> What you have to do
With all images left out, restate the records below exactly as written.

####################

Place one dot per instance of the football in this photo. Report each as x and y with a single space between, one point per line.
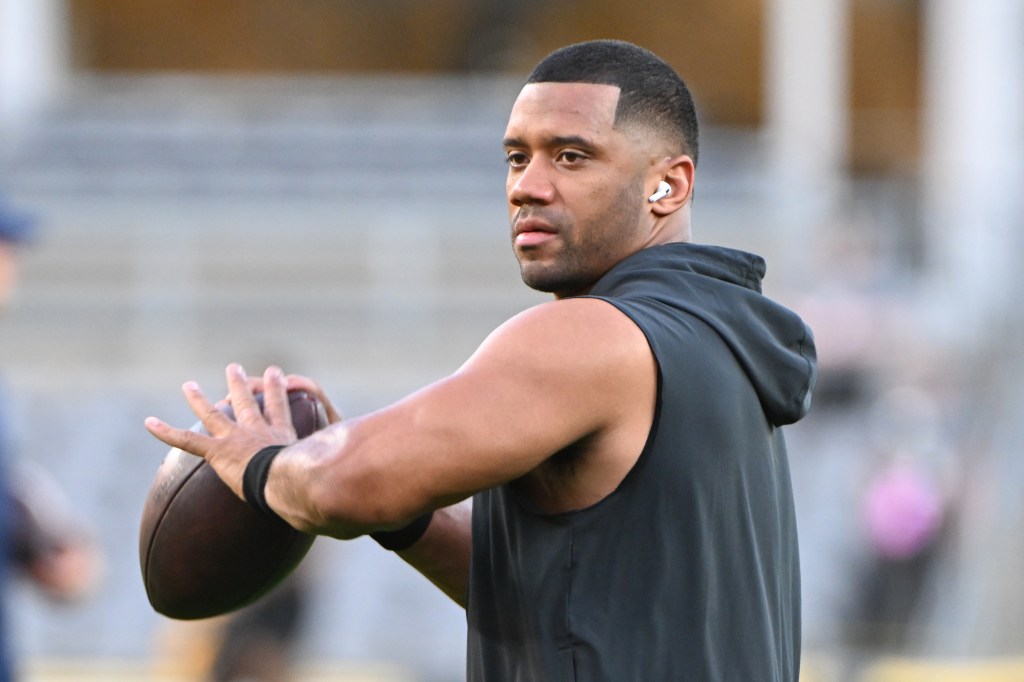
205 552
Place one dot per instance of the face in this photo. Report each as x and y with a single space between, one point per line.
574 185
8 271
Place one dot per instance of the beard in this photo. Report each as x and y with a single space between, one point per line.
586 251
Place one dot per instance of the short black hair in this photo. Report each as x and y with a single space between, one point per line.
650 91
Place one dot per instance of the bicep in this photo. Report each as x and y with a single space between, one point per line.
539 384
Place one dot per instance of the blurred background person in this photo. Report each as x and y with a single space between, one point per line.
42 539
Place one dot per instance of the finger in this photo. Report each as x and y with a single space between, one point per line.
255 387
213 420
297 382
243 401
276 409
185 439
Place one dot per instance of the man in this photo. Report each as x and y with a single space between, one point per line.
632 515
41 537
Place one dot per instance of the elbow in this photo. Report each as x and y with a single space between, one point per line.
351 499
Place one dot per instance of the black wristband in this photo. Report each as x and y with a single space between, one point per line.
404 537
254 479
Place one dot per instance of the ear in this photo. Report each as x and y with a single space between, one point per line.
678 172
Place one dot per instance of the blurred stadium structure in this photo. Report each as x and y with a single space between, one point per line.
339 209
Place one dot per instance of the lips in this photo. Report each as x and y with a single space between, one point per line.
531 231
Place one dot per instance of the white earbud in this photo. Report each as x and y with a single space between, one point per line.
664 189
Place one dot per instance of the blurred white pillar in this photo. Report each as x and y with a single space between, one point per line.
974 159
807 101
33 56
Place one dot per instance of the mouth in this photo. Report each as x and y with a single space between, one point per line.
529 231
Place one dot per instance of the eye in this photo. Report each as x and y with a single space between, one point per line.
571 157
516 159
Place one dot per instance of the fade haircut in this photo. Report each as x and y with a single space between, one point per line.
651 93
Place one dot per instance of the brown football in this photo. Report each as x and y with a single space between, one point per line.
205 552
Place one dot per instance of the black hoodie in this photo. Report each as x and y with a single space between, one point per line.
689 569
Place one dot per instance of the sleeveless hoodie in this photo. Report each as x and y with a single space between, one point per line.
689 569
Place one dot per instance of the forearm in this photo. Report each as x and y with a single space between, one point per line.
442 554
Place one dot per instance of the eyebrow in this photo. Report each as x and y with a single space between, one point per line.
558 140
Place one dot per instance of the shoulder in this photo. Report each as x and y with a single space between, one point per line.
571 346
567 327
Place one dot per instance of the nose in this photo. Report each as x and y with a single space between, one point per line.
530 184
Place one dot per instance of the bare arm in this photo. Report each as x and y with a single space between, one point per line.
442 554
553 376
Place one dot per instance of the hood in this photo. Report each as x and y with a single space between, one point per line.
722 288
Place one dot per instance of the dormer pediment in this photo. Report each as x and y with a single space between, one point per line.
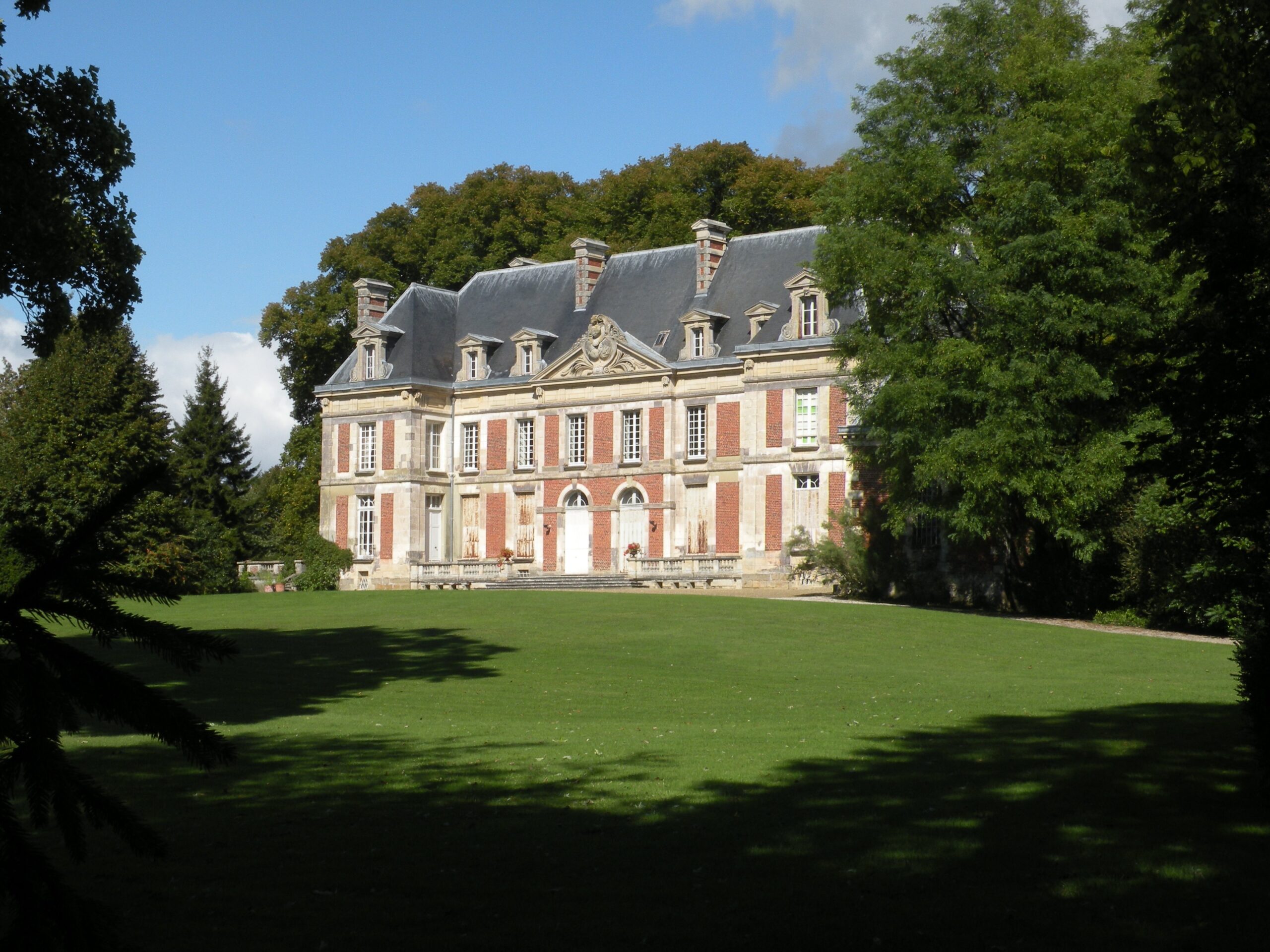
604 350
475 356
699 315
763 309
526 334
759 316
370 330
478 341
803 280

####################

> Exercise output
Place one dot per instance of the football in this photo. Report each as x and y with a single space between, one point per line.
205 552
Place one dot per instance of the face in this photo. Report each as x and y with a single space between, one point per line.
574 185
8 271
Place one dot per instance of the beard in this photo. Report each as x and y with a single space between, one point per line.
586 251
Place one dot per instance of the short black hair in this photo. Report each as x and y with a single space between, one point per line.
650 91
Place one dot per instance of the bicep in this photo. Report each as x and y with a single space between, one point per line.
539 384
Place one dot per instance of the blurred background person in this photo. Report each as x and y with a single space between, one point per line.
42 539
Place one dot per instance of the finger in this photo. Report each as x and y with a single space between, one point per line.
255 387
213 420
297 382
243 401
276 409
185 439
Place one dot per instance of the man in this photo. Report each as x and y with a single space between, one point per line.
632 515
41 537
Place one dot per instance of the elbow in this photo. Report each as x and y with a single space between, one point per line.
351 499
Place one dot per instance of the black wristband in this photo. Report each as x and y with a single space between, one point per line.
404 537
254 479
Place one dot per instance of the ear in this photo. Report each as x and y with a single space between, one point per line.
678 172
Place one dot per instance of the blurred stadium structure in this photo. Report each as x and y with a single space between, one point per line.
339 209
Place one dot per instance of the lips in this photo. Report each as x and y with a single space between, one point per line.
531 231
Place one dot per instance of the white earbud in this photo. Report each as x and y with a single space between, one point per line.
664 189
Place one dot per instance of the blurred white pillar in this photo. Report each as x and y with a single space between, one point per line.
974 159
807 101
33 56
Place one dot per instance of the mouth in this photo. Report each as x and y with a single space between, one point per line.
529 231
Place one dot per instance of the eye in this photo. Report each as x and y with a single space between, one point per line.
571 157
516 159
Place one dot per instance of the fade haircut in this photo. Report each as x and y with a single space between, one point per line.
651 93
Place one dot per instance of the brown football in this photo. Report each as x and y with a single space between, one point per line.
205 552
Place one dot per instance of the black hoodie in this photo. Report each as x and y with a single space between, one point per line.
689 569
Place one dot per instance of the sleeveless hoodie in this photo. Report each as x and y with a single space between, one point per line.
689 569
Place one dot per instance of the forearm in this photo. Report each as x and y with a single space between, one point per line.
442 554
Place one dot per instance of the eyebrow in this photo. Report each as x and y with a single space between, one point per line.
558 140
Place one dot per instance of the shoulder in this photo. Report each as x and y with a single space between, one point per line.
571 346
567 327
Place one dot per instance of the nose in this photo. Report each as x and y with a single space between, one point per line.
530 184
Place one dot per instance of the bare arm in this photo. Report each as x and y with a single space between, one point per line.
442 554
553 376
Place one dot per instance of the hood in this photo. Report each as x and y with a single space between, one point per line.
722 288
Place one dot per instance of the dormer pediment in this photo. Report each as x and y with a single space between, one point per line.
604 350
475 356
699 315
763 309
526 334
759 316
370 330
478 341
803 280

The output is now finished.